**Problem requirements:**
Your job is to copy every line in the material containing the word "clicks".

**Records for this task:**
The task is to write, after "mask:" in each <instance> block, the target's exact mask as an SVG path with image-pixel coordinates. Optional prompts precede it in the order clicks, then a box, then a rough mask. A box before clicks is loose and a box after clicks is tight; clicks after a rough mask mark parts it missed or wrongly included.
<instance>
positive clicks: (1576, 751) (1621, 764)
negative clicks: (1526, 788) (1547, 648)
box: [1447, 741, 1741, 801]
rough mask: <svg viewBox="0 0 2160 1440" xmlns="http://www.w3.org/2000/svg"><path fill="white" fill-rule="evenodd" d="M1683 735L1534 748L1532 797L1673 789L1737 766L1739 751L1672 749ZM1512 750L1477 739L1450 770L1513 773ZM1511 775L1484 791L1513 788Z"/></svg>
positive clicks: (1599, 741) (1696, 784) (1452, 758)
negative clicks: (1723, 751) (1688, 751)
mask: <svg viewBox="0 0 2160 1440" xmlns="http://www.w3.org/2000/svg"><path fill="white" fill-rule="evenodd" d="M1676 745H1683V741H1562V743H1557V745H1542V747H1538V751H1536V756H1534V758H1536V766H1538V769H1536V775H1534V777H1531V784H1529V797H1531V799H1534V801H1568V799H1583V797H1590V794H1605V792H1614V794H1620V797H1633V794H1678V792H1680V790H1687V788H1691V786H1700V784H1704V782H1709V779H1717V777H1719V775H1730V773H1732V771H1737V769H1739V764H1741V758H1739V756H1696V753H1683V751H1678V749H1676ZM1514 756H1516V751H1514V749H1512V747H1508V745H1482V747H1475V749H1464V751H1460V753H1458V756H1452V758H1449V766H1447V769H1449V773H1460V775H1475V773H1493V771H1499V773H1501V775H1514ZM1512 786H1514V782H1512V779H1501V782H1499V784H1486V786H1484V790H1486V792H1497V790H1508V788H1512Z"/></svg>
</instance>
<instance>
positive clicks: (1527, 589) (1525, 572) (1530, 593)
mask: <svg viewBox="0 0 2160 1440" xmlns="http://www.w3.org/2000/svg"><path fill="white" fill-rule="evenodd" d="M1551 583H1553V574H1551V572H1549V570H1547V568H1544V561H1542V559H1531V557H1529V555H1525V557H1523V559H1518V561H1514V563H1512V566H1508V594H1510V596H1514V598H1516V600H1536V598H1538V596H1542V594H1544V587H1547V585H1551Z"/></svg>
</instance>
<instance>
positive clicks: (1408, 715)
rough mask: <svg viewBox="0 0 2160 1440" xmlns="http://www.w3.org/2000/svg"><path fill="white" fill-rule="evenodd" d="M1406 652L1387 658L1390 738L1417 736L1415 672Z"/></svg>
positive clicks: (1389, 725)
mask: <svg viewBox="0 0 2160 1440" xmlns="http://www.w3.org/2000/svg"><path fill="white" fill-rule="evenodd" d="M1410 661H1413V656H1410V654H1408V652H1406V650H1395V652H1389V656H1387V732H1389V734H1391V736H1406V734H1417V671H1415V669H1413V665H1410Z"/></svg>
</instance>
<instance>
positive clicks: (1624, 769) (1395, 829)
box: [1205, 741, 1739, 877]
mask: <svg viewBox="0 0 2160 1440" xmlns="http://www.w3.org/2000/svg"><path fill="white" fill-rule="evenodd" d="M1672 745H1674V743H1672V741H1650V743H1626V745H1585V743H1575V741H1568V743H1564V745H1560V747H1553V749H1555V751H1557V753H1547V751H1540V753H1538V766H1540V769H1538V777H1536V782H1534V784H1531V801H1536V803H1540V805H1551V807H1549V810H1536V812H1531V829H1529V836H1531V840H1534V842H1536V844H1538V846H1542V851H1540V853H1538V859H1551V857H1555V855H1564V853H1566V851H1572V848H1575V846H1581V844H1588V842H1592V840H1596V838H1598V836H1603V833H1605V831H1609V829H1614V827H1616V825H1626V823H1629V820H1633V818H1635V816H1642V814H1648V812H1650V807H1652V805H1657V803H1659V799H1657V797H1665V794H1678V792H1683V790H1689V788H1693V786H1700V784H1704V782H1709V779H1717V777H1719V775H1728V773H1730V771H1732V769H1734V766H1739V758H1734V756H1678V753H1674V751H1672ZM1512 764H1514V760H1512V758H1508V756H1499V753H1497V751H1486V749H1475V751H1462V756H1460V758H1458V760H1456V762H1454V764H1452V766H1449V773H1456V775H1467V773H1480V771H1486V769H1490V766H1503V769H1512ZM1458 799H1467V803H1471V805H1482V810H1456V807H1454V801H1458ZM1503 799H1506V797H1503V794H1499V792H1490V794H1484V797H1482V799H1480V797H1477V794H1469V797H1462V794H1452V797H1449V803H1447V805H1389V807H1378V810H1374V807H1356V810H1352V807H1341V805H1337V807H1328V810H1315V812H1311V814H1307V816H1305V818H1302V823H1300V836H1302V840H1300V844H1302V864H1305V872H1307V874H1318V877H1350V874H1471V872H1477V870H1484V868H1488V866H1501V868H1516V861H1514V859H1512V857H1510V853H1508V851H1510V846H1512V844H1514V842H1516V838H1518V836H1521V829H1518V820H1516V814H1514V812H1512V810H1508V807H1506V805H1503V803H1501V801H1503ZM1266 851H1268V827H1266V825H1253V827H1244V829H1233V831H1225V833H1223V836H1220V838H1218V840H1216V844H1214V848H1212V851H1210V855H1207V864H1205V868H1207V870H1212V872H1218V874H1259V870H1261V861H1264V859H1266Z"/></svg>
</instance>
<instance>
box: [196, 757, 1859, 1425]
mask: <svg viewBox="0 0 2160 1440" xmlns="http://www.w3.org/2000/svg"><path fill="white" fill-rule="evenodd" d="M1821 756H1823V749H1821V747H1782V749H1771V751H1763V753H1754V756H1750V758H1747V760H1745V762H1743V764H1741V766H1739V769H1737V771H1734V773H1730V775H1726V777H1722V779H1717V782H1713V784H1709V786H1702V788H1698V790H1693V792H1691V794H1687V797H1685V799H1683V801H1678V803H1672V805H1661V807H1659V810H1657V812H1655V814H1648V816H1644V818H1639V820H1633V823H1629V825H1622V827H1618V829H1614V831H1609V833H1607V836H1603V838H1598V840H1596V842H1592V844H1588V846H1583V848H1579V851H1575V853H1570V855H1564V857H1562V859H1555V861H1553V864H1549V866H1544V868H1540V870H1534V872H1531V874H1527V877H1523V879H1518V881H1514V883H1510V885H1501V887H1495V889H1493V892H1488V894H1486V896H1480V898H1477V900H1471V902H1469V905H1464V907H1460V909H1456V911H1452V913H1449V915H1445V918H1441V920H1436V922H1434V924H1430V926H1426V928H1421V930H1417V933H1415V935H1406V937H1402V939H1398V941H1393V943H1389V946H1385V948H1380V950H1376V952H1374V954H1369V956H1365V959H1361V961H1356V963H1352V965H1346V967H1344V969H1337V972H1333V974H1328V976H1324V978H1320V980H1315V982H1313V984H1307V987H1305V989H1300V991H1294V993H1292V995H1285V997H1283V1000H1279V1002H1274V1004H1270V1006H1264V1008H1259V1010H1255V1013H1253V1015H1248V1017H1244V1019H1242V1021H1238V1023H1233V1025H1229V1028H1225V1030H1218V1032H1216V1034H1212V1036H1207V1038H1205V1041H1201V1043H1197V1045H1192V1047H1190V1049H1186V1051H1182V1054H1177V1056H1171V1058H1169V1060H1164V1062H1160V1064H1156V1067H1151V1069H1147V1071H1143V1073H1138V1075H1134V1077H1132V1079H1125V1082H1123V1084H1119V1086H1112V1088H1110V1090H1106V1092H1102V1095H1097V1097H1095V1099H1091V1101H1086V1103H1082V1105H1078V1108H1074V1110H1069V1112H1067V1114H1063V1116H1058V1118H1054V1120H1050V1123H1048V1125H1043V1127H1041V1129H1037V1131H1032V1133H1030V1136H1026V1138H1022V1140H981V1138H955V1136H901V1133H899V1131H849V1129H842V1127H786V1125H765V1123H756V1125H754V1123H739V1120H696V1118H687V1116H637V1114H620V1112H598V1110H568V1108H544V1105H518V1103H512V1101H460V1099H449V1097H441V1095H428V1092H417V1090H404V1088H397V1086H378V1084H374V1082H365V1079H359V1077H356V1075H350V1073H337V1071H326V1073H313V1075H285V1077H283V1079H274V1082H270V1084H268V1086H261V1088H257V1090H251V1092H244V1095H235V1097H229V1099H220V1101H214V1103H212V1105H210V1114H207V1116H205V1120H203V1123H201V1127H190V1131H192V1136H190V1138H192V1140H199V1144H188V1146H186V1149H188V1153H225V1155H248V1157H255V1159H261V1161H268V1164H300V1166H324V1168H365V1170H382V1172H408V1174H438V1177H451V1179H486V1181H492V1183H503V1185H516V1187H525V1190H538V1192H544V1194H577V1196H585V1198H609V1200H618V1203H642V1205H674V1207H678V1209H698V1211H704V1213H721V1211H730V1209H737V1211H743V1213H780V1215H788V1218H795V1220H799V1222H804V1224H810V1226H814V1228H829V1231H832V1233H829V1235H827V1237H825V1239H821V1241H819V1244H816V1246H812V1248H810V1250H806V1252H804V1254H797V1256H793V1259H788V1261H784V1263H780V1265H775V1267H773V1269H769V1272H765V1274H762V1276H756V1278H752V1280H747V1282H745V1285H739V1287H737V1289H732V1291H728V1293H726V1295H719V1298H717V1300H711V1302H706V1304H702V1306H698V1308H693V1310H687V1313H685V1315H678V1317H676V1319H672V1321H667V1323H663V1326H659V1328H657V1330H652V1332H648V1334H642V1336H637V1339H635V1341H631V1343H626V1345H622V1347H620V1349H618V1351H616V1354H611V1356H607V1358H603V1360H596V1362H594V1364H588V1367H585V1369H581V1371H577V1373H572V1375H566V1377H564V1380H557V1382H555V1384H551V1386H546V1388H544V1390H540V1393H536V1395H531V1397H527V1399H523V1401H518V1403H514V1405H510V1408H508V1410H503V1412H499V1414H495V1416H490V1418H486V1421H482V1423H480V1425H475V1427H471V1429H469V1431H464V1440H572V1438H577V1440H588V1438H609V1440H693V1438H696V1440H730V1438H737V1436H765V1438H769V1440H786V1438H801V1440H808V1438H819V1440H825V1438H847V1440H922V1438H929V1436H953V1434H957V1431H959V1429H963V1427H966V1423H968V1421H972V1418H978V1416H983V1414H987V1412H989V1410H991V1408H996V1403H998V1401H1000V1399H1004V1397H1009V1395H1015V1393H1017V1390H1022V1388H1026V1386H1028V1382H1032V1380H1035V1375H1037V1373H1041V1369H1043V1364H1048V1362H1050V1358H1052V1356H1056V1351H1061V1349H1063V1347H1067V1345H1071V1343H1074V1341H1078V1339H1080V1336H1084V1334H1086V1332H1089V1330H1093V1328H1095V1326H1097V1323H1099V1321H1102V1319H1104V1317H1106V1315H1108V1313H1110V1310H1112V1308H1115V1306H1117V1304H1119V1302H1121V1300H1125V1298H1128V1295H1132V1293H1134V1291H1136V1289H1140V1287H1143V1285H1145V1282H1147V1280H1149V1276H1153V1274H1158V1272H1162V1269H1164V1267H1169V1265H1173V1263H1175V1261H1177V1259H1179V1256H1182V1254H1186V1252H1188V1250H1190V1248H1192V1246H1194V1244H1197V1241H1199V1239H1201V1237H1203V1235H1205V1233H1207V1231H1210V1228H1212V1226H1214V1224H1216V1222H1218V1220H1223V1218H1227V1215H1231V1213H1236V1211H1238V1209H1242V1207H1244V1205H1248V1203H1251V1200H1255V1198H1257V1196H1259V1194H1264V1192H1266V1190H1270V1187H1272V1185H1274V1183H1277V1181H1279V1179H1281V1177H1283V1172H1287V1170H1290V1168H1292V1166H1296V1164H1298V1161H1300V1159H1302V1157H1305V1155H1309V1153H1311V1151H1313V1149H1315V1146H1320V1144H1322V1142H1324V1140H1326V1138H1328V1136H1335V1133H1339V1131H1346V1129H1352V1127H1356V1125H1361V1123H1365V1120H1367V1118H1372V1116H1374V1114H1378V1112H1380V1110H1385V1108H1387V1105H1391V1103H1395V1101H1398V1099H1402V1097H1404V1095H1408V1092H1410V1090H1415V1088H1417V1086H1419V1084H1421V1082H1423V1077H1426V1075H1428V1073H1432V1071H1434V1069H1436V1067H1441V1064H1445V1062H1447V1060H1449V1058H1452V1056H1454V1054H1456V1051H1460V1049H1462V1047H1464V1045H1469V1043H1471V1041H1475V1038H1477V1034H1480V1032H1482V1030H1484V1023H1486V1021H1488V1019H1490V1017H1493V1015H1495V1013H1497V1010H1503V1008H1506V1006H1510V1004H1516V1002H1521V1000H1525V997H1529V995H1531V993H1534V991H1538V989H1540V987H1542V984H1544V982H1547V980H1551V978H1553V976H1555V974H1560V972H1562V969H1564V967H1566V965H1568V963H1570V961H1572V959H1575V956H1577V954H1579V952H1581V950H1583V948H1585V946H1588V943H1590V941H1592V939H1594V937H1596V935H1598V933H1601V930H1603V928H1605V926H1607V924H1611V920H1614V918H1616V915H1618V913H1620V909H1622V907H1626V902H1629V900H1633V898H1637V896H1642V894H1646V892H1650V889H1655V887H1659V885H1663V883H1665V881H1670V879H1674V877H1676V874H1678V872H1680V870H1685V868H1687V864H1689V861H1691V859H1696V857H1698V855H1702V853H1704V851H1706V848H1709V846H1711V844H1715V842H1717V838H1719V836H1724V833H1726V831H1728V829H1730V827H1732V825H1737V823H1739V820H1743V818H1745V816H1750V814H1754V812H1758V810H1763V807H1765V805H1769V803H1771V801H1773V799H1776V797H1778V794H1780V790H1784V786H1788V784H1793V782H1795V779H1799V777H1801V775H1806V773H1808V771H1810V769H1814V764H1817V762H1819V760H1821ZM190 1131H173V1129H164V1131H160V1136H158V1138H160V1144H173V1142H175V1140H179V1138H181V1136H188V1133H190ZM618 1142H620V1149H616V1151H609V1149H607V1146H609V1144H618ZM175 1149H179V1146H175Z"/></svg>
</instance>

**Your solution:**
The task is to write, after "mask:" in each <instance> block, the target's exact mask as an SVG path with image-pixel coordinates. Optional prompts precede it in the order clicks, then a box, then a rough mask. A box before clicks is loose and a box after clicks is tight; clicks after a rough mask mark parts it missed or wrongly included.
positive clicks: (1576, 751) (1621, 764)
negative clicks: (1526, 788) (1547, 648)
positive clicks: (1599, 741) (1696, 784) (1452, 758)
negative clicks: (1723, 751) (1688, 751)
positive clicks: (1527, 589) (1525, 572) (1530, 593)
positive clicks: (1408, 715)
positive clicks: (1389, 725)
positive clicks: (1624, 769) (1395, 829)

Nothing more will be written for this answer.